** BEGIN Information shown **

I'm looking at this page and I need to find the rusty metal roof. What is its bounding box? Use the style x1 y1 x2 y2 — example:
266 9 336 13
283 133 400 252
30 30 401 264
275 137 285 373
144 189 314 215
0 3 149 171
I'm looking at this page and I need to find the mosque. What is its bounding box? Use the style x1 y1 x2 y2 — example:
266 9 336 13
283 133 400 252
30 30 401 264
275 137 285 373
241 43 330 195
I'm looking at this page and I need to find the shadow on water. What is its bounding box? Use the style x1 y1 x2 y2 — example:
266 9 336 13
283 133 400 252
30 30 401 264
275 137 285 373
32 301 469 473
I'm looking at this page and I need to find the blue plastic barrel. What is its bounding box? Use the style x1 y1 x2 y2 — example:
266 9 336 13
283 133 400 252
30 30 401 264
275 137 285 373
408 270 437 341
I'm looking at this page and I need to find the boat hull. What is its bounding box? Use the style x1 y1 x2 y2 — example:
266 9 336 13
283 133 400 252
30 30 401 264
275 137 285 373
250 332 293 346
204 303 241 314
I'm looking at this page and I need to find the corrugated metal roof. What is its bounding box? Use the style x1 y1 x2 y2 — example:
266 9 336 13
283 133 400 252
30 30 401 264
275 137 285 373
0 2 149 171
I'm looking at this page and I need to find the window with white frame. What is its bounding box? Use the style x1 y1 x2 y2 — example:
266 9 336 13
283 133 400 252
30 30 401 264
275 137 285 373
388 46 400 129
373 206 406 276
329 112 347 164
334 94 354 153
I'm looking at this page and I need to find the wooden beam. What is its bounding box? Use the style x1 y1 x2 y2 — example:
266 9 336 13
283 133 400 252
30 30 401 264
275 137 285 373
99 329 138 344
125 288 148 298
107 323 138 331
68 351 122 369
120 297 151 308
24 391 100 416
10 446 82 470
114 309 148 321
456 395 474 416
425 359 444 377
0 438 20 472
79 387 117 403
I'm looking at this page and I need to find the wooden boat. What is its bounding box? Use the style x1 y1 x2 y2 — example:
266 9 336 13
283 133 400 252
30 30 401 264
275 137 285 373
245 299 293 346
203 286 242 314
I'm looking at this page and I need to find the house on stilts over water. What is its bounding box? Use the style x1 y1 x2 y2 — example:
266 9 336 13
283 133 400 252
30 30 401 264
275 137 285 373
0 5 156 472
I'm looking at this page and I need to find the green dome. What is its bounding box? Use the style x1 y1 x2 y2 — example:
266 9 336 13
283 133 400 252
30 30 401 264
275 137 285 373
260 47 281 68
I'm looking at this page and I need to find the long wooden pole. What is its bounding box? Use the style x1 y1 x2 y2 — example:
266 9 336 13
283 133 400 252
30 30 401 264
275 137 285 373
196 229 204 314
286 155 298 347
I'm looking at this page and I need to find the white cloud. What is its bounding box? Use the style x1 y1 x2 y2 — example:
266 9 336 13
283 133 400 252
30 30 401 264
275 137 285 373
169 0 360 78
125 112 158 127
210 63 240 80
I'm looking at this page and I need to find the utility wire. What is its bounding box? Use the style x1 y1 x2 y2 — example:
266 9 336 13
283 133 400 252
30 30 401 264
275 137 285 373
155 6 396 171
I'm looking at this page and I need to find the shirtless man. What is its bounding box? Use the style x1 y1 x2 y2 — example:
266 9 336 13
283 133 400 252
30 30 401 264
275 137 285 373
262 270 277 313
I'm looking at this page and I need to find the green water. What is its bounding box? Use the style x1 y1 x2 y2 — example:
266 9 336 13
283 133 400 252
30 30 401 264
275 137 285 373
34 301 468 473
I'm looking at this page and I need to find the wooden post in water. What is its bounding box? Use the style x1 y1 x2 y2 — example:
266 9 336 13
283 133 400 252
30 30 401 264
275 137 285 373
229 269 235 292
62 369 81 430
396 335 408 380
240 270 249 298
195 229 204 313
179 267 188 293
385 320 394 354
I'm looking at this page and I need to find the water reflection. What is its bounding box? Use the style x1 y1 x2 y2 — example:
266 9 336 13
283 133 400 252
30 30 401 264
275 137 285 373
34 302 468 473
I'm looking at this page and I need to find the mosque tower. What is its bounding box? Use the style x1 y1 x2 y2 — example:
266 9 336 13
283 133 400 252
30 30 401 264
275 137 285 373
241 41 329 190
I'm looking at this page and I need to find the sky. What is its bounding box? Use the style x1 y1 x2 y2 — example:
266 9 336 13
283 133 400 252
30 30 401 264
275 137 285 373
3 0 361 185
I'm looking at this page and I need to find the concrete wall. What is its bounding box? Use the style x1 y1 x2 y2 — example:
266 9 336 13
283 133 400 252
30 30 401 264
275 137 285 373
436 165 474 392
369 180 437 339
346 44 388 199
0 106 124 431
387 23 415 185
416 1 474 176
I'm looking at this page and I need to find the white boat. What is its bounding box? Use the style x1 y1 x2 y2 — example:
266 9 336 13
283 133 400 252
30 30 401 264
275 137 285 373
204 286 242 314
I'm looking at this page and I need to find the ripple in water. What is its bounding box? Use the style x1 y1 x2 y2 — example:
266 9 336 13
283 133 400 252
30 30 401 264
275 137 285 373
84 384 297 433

** END Information shown **

[Written request]
Write out every line again from the line with "the mosque tower." to the line with "3 0 361 185", both included. Leave the asking lines and their sample coordinates unchanged, but multiply each bounding-box coordinate given as an answer by 1.2 and round it to a whole number, with halves rounding up.

[Written answer]
I'm looking at this page and I need to find the mosque tower. What is its bounding box? Use the style x1 y1 x2 y2 — example:
266 9 336 13
283 133 400 252
30 30 401 264
275 137 285 373
289 49 395 228
I'm looking at this page and I need to find the sky. What is its bounding box? Use the style x1 y1 x2 y2 — example:
266 9 336 13
283 133 400 252
30 30 401 264
275 137 285 373
4 0 433 222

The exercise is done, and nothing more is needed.